AUFGABENSTELLUNG>
Entscheiden Sie, ob die Aussagen 1., 2. und 3. mit dem folgenden Text über Sahra Wagenknecht übereinstimmen. Antworten Sie jeweils mit Ja oder Nein und belegen Sie dies mit den entscheidenden Worten des Textes im genauen Wortlaut.
1. Gauweiler widerspricht Wagenknecht, als sie Merkels Spardiktat mit Brünings Notverordnungspolitik vergleicht.
2. Auf dem Schnappschuss trägt Wagenknecht Jeans und einen roten Anorak.
3. Der Schnappschuss erschien in der Bundesausgabe der Bild-Zeitung.

QUELLE>
════════════════════

Aber die Zeiten ändern sich; Kapitalismuskritik ist durch die Finanzkrise salonfähig geworden. Schirrmachers Eröffnungsstatement über diese bemerkenswerte Debattentektonik quittiert Gauweiler mit einer hübschen Sottise über die Begegnung des großen Vorsitzenden Franz Josef Strauß mit Deng Xiaoping, während Wagenknecht in ostentativer Humorlosigkeit keine Miene verzieht. Die Sache ist zu ernst, um Witzchen darüber zu reißen, will sie ihrem Publikum offenbar signalisieren.
Als die 42-Jährige wenig später Merkels Spardiktat mit Brünings Notverordnungspolitik vergleicht, wird Peter Gauweiler ihr nicht widersprechen. Das gemeinsame Entsetzen über die Auswüchse der globalen Finanzindustrie wiegt schwerer als mögliche Differenzen in den Details. Sahra Wagenknecht, so will es scheinen, ist auf dem besten Weg in die Mitte der Gesellschaft – beziehungsweise die Mitte zu ihr. Ihre strengen, seltsam unmodisch-biederen Kostüme trägt sie zwar weiterhin wie ein Markenzeichen zur Schau, aber darüber mokiert sich inzwischen kaum noch jemand.
[gallery:Oskar Lafontaine: Das Ende eines Instinktpolitikers]
Dass die „schöne Kommunistin“, wie der Boulevard sie immer mal wieder gerne nennt, privat ohnehin einen ganz anderen Kleidungsstil bevorzugt, wissen jetzt sogar die Saarländer: Im Dezember veröffentlichte die Regionalausgabe der Bild-Zeitung einen Schnappschuss, auf dem Sahra Wagenknecht in Jeans und rotem Anorak gut gelaunt an der Seite ihres neuen Lebensgefährten die Saarbrücker Kaufhof-Filiale verlässt; Oskar Lafontaine –grauer Mantel, schwarzes Sakko – trägt eine soeben erstandene Bettdecke in der Hand.

════════════════════

BEREITGESTELLTES MATERIAL>

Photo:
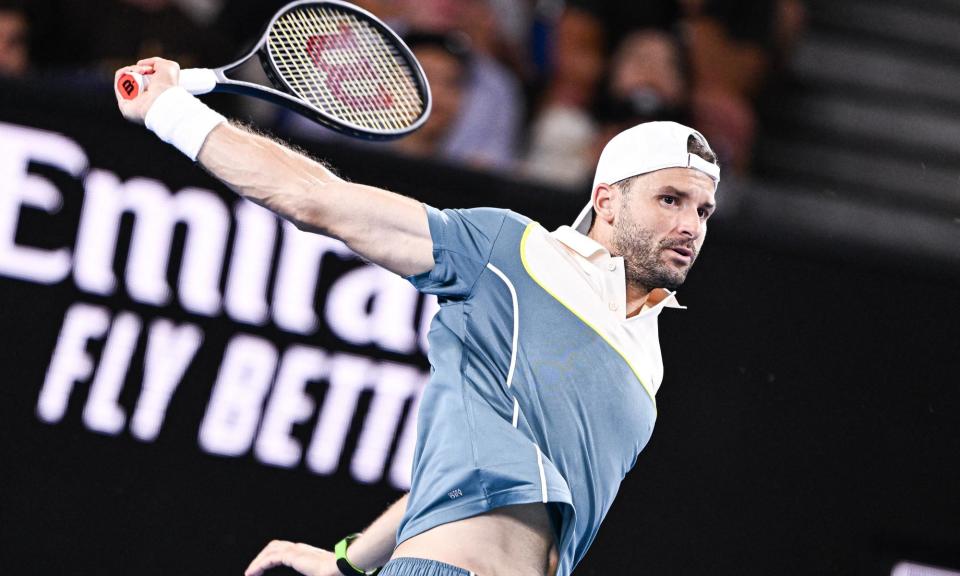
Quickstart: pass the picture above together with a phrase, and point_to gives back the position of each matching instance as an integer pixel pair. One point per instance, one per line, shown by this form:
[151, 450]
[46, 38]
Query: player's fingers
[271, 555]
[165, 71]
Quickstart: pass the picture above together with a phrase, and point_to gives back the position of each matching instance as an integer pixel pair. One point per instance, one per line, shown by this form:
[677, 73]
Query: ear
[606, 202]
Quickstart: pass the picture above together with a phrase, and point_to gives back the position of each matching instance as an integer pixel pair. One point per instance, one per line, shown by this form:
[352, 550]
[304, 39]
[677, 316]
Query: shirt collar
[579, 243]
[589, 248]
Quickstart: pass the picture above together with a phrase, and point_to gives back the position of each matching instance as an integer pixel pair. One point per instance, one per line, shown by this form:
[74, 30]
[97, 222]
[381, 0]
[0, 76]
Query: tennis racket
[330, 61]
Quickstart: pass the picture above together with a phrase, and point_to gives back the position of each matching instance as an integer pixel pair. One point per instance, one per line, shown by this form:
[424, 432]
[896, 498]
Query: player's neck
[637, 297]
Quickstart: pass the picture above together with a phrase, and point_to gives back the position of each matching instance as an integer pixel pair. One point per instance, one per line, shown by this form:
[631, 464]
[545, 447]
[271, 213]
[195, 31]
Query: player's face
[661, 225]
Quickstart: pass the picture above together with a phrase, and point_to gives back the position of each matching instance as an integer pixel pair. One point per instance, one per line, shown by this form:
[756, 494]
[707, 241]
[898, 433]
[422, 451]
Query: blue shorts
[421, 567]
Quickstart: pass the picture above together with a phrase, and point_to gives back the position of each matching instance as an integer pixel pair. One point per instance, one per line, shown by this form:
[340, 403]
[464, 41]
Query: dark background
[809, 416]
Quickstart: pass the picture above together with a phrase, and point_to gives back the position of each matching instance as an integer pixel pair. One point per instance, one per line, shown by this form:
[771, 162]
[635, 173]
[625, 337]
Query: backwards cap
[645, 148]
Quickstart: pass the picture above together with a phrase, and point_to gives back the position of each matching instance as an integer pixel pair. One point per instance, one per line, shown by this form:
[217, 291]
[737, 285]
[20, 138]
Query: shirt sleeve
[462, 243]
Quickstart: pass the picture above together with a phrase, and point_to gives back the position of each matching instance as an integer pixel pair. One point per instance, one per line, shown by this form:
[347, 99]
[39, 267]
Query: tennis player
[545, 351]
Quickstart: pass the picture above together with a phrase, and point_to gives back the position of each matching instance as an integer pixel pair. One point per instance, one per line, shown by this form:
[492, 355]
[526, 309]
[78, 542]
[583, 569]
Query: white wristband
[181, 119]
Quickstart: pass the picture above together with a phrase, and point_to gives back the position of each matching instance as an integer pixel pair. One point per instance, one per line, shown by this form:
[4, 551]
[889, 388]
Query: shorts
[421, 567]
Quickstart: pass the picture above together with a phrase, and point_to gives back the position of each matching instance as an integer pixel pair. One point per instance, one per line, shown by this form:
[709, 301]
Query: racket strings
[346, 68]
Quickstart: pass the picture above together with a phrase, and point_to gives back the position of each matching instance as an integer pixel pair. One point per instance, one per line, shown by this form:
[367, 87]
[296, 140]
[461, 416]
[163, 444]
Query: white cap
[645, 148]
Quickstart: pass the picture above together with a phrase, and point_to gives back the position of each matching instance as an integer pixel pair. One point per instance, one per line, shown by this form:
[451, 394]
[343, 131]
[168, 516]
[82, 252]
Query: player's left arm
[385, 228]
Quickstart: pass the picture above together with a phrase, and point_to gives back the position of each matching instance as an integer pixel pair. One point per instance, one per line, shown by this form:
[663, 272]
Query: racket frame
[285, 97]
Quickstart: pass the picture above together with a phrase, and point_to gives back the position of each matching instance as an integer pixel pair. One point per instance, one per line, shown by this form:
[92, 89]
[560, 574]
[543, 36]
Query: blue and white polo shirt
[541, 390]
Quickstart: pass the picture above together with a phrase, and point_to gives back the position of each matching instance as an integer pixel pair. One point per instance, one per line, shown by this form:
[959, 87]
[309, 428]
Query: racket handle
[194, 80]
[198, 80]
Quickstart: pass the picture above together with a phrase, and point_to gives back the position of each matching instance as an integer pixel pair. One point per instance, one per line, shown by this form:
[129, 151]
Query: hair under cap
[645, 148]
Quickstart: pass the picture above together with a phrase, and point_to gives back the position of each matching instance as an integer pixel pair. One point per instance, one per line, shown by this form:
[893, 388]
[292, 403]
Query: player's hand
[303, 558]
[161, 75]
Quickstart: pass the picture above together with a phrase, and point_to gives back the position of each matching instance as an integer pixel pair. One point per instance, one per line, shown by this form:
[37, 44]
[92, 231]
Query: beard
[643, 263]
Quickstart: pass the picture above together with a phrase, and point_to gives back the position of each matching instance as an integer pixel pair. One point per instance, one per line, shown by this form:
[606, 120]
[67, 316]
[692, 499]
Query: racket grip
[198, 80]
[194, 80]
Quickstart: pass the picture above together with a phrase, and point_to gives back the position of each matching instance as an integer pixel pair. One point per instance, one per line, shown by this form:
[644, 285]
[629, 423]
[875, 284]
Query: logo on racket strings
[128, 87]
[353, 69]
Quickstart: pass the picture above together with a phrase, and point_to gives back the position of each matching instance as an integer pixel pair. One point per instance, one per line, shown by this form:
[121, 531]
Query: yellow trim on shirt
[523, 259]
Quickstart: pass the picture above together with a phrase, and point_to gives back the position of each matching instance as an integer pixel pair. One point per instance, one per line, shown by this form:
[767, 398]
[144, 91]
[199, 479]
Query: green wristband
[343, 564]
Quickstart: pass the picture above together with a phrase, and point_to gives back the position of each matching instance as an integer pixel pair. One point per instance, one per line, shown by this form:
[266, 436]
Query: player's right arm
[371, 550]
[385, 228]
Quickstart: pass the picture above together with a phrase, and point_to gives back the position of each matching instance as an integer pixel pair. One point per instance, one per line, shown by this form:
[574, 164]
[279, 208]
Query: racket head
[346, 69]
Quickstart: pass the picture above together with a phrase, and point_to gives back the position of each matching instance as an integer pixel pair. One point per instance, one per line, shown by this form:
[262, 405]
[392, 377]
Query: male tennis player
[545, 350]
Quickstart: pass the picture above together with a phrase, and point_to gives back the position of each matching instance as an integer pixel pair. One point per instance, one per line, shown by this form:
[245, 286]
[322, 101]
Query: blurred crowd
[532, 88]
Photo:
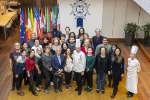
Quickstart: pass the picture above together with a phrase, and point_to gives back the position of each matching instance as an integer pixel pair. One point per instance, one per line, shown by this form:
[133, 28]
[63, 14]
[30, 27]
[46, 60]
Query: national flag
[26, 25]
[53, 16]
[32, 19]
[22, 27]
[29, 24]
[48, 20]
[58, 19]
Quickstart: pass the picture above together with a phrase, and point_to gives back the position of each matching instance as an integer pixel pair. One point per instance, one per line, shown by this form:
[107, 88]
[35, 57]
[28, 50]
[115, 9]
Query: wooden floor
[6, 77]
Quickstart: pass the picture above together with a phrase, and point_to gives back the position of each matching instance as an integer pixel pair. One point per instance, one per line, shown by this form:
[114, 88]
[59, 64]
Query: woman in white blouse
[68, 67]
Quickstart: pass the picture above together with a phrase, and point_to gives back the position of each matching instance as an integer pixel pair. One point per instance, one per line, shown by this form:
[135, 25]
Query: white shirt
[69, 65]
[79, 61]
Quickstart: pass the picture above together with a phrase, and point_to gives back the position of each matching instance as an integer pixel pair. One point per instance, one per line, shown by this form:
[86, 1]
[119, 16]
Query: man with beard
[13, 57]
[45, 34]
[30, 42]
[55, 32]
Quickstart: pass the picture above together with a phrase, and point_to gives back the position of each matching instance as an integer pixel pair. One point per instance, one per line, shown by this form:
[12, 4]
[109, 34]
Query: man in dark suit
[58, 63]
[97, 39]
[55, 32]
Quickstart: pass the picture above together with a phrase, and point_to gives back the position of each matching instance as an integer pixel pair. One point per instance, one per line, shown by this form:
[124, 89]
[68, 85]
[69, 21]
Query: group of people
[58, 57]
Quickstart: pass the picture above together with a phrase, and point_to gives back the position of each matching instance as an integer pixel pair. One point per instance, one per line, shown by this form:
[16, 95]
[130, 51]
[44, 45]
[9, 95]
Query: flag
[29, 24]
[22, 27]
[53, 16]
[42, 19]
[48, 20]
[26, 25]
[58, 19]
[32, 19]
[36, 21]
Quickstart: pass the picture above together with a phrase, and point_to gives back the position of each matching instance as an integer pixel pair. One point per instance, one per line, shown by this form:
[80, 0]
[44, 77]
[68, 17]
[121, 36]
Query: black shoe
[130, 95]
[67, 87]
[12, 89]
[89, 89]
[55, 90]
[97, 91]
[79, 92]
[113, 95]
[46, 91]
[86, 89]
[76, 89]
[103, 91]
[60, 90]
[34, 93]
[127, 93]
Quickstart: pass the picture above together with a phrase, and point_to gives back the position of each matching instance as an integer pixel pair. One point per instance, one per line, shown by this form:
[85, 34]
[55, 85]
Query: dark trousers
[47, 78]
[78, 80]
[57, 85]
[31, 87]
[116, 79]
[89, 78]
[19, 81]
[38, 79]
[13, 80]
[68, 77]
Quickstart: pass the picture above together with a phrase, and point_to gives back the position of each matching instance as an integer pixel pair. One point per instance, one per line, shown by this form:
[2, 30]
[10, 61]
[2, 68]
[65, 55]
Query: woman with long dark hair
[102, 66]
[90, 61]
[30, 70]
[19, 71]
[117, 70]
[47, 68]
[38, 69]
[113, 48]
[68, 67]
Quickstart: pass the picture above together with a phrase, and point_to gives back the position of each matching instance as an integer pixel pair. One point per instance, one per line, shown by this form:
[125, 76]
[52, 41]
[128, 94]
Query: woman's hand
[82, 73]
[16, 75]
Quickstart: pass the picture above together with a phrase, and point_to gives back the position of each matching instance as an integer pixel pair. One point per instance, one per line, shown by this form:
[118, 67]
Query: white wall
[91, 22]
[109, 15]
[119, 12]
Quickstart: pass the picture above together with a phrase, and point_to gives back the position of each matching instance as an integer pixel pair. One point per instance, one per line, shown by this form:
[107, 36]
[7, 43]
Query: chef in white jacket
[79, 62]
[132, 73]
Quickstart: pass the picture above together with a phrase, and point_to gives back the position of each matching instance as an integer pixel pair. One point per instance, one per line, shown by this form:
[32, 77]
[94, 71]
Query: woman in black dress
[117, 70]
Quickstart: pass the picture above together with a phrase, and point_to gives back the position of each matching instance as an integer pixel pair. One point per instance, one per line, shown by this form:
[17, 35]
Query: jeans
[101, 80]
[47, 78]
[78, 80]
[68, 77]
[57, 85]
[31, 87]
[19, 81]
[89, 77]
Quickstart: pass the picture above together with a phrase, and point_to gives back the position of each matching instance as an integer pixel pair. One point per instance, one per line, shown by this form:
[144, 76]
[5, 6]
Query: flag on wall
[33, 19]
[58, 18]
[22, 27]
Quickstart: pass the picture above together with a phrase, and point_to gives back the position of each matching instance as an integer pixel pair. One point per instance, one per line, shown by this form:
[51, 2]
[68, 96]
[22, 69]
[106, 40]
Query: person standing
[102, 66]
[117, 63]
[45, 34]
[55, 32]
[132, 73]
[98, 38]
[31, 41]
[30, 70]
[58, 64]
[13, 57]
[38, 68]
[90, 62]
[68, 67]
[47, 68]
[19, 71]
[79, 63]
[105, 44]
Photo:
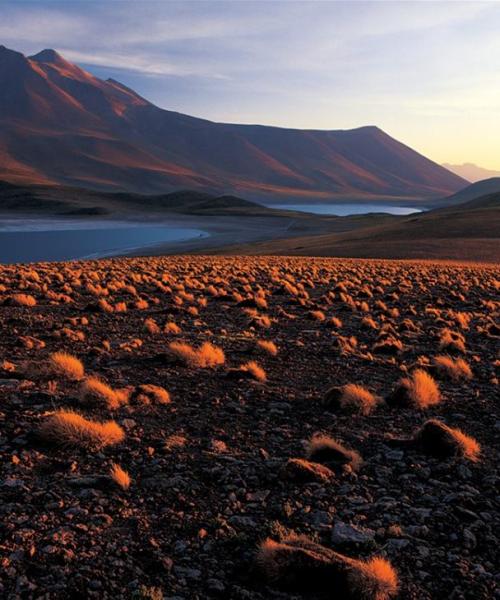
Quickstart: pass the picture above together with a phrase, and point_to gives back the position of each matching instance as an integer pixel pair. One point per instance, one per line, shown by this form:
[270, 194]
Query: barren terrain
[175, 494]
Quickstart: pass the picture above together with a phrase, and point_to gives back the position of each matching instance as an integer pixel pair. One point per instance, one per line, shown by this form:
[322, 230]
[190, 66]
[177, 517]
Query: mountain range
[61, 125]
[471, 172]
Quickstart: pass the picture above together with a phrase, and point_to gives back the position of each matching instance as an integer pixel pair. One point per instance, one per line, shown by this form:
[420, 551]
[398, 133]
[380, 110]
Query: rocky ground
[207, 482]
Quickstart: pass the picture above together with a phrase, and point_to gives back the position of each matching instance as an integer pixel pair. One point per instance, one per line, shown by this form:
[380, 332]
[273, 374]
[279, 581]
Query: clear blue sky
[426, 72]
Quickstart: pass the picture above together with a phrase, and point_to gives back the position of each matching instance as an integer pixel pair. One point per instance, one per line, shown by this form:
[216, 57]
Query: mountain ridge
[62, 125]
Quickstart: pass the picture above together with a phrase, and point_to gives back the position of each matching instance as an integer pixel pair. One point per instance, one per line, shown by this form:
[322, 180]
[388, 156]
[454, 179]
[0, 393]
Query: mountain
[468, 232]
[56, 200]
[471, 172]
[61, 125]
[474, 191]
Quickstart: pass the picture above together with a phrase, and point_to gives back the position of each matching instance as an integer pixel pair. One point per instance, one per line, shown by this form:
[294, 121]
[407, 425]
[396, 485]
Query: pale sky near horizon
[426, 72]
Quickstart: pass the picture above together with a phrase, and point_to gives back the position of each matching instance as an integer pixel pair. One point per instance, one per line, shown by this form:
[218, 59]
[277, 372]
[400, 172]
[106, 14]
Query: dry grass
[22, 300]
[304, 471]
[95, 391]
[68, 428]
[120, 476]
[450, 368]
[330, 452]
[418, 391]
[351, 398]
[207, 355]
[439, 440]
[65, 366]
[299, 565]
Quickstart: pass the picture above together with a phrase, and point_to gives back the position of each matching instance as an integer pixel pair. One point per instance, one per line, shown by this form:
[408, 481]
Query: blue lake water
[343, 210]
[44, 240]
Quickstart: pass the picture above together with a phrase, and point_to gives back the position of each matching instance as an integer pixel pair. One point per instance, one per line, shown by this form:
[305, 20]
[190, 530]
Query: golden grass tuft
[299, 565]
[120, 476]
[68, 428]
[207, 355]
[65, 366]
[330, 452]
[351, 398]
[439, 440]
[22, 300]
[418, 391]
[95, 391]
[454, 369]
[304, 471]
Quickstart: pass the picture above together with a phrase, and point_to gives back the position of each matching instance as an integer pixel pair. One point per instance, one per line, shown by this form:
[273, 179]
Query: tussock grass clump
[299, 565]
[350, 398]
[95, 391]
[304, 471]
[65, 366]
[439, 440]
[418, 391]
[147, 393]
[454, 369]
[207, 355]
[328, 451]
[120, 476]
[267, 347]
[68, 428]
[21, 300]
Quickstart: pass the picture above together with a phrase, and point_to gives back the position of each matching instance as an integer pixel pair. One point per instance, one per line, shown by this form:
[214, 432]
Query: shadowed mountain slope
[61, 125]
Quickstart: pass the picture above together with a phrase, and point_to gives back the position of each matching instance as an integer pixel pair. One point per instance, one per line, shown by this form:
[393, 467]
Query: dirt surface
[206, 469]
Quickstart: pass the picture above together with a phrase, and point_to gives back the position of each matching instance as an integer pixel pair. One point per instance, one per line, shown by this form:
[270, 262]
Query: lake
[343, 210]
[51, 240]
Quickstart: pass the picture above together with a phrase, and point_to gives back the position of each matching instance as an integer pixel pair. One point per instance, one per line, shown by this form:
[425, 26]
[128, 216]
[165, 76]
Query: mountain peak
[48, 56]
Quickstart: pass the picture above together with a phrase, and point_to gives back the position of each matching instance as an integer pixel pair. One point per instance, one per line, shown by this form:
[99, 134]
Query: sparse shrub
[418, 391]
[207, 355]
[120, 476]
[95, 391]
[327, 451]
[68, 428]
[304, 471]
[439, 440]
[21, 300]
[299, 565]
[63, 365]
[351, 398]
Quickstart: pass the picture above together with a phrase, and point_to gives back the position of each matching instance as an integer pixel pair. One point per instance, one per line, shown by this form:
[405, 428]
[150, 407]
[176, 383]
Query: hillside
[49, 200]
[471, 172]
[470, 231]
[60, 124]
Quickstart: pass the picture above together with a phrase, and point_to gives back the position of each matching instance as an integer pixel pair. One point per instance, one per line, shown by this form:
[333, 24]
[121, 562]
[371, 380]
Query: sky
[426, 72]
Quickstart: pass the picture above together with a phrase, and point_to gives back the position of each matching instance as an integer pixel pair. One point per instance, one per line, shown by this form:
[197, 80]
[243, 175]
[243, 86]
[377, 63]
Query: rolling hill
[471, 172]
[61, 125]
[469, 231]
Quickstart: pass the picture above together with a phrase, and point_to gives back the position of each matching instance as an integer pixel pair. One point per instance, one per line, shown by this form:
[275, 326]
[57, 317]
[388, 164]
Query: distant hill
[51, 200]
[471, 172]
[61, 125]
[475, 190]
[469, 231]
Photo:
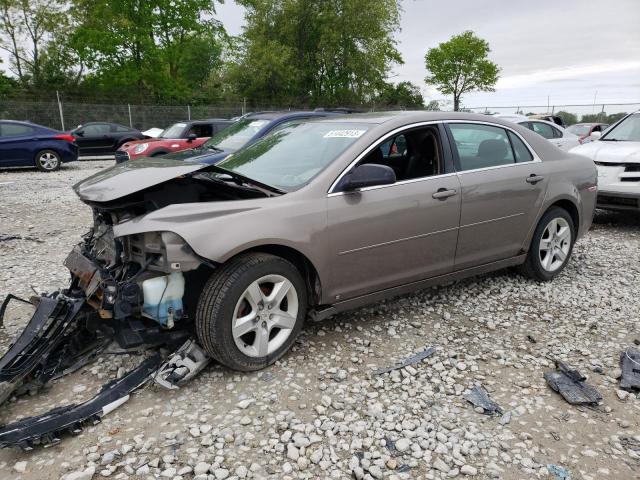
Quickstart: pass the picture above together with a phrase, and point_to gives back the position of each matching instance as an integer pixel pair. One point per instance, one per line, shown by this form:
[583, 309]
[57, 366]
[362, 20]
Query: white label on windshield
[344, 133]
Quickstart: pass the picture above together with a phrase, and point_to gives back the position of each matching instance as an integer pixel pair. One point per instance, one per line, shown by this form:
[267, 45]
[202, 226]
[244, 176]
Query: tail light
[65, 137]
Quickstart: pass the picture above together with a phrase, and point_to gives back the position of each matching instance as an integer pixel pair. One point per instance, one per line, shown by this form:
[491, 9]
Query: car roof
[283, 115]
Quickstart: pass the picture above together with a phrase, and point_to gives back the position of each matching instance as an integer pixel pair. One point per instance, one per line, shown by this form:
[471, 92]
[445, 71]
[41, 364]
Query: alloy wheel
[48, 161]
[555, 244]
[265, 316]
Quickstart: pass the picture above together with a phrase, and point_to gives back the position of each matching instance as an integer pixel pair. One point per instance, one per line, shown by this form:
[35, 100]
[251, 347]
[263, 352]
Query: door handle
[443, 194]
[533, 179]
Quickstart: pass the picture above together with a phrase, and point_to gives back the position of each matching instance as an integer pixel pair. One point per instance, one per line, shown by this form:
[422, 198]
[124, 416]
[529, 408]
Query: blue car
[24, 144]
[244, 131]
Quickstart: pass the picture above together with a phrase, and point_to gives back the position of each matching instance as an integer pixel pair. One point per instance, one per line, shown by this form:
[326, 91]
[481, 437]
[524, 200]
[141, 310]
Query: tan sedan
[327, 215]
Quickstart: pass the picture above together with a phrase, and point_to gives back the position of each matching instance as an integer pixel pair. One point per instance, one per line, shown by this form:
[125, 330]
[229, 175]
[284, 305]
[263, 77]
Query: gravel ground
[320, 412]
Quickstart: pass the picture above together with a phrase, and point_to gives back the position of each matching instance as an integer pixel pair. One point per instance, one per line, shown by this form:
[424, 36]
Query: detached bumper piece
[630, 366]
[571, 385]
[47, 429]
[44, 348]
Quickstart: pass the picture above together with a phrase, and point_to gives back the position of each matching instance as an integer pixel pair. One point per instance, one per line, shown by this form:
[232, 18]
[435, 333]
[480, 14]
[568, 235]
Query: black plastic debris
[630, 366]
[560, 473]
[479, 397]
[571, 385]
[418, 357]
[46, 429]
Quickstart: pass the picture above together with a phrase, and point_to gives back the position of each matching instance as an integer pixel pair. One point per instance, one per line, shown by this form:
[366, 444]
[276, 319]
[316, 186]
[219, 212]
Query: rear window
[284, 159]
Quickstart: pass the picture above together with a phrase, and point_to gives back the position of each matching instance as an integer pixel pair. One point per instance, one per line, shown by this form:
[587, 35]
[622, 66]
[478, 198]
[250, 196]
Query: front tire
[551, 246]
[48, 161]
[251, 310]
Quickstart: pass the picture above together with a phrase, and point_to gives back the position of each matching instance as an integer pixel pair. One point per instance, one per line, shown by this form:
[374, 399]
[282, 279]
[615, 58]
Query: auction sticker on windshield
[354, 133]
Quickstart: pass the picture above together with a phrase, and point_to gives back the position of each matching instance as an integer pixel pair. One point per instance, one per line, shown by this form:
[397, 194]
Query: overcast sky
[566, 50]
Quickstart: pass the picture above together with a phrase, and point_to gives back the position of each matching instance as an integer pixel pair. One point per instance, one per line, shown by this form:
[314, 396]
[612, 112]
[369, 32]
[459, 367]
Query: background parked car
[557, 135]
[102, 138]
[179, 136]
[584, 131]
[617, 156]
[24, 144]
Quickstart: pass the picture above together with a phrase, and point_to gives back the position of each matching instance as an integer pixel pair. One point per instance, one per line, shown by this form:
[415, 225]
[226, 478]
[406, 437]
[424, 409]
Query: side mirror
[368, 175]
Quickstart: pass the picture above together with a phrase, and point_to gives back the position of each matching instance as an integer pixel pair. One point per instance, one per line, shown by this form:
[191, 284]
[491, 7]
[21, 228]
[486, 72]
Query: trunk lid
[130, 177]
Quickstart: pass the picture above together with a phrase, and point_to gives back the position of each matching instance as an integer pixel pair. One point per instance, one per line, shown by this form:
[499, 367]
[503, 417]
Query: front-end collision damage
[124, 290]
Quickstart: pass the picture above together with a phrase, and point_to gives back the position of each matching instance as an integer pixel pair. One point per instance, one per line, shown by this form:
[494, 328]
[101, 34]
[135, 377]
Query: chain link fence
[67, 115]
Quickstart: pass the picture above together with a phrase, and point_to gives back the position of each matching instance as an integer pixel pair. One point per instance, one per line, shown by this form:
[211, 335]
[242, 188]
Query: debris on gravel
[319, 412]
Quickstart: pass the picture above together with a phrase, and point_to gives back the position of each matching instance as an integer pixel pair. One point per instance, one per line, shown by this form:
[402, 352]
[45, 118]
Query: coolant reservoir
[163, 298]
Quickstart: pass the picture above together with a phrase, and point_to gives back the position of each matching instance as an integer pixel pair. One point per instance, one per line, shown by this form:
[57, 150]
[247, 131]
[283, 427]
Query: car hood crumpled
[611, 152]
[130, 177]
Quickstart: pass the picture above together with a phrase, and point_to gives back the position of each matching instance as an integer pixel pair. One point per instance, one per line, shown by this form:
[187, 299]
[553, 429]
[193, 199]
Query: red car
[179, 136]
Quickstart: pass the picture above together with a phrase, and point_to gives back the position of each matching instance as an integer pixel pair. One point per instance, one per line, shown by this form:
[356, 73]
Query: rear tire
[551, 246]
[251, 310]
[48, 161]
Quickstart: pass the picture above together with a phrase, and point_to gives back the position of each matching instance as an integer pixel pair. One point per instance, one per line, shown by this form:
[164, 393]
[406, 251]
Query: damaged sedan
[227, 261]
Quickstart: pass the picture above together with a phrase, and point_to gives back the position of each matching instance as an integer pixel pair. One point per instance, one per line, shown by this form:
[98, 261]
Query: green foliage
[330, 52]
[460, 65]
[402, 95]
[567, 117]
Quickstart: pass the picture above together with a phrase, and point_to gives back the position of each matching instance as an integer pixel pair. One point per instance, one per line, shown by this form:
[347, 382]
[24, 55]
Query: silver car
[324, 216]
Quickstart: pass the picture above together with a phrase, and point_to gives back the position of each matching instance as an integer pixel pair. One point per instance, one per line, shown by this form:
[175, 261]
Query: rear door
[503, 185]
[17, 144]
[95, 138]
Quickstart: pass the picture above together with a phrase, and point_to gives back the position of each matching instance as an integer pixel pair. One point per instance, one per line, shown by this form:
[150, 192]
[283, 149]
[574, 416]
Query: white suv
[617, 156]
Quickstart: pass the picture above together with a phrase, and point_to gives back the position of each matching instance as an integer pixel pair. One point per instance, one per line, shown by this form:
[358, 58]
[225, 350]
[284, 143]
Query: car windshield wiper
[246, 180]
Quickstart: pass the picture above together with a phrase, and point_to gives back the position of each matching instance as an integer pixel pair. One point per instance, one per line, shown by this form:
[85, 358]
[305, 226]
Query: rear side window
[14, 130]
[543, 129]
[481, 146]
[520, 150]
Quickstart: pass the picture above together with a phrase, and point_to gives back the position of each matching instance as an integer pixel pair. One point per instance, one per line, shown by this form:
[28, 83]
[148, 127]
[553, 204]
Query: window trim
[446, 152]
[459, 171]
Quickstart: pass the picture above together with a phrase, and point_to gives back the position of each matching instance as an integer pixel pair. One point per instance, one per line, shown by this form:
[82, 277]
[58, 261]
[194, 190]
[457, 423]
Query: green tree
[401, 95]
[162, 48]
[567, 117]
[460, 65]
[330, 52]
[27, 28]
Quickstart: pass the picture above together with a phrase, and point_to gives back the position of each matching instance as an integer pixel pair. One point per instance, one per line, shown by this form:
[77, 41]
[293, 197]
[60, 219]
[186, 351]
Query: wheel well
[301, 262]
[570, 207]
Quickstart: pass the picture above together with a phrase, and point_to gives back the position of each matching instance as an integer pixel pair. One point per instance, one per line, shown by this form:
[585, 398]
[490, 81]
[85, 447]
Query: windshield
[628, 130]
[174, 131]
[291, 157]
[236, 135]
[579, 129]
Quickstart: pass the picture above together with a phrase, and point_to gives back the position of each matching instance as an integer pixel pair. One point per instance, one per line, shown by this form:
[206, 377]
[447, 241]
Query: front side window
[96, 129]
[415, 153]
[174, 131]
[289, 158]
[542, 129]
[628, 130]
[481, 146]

════════════════════

LÖSUNG>
1. Nein – „wird Peter Gauweiler ihr nicht widersprechen“
2. Ja – „Sahra Wagenknecht in Jeans und rotem Anorak“
3. Nein – „veröffentlichte die Regionalausgabe der Bild-Zeitung einen Schnappschuss“